> **Passage shown**:
_ _ _ _

I have two data frames with different column names, there are 10 rows each. What I'm trying to do is compare the column values and if they match copy the email address from df2 to df1. I've looked at this example but my column names are different How to join (merge) data frames (inner, outer, left, right)?. I've seen this example as well of np.where
where more than one condition is used but when i do that it gives me the following error:
ValueError: Wrong number of items passed 2, placement implies 1
What I want to do:
what I want to do is compare the first row 2 columns (first, last_huge) of df1 with all rows of df2 column (first_small, last_small) if the match is found get the email address from that particular column in df2 and assign it to a new column in df1. Can anyone please help me with this I've only copied the relevant code below and its not fully working just adding 5 new records to new_email.

_ _ _ _

> **Recorded data**:

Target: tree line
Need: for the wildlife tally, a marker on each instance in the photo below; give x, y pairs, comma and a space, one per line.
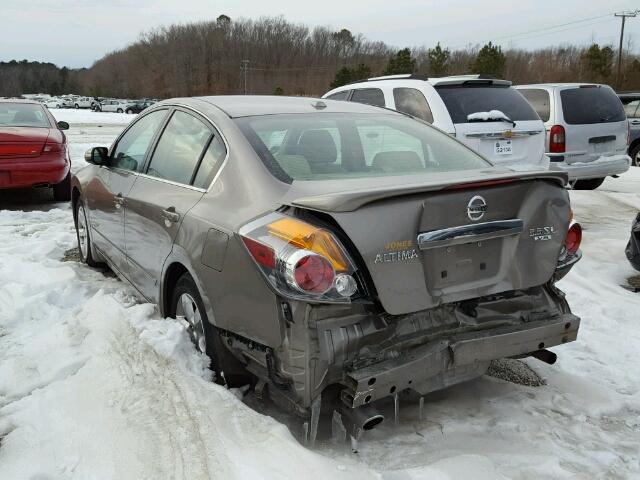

_ _ _ _

Continue the forum post about copying email addresses between data frames, starting after its last sentence. The material has no connection to the forum post about copying email addresses between two data frames.

> **Output of the task**:
Initially what i did is compared df1['first'] with df2['first']
data1 = {"first":["alice", "bob", "carol"],
"last_huge":["foo", "bar", "baz"],
"street_huge": ["Jaifo Road", "Wetib Ridge", "Ucagi View"],
"city_huge": ["Egviniw", "Manbaali", "Ismazdan"],
"age_huge": ["23", "30", "36"],
"state_huge": ["MA", "LA", "CA"],
"zip_huge": ["89899", "78788", "58999"]}
df1 = pd.DataFrame(data1)
data2 = {"first_small":["alice", "bob", "carol"],
"last_small":["foo", "bar", "baz"],
"street_small": ["Jsdffo Road", "sdf Ridge", "sdfff View"],
"city_huge": ["paris", "london", "rome"],
"age_huge": ["28", "40", "56"],
"state_huge": ["GA", "EA", "BA"],
"zip_huge": ["89859", "78728", "56999"],
"email_small":["alice@xyz.com", "bob@abc.com", "carol@jkl.com"],
"dob": ["31051989", "31051980", "31051981"],
"country": ["UK", "US", "IT"],
"company": ["microsoft", "apple", "google"],
"source": ["bing", "yahoo", "google"]}
df2 = pd.DataFrame(data2)
df1['new_email'] = np.where((df1[['first']] == df2[['first_small']]), df2[['email_small']], np.nan)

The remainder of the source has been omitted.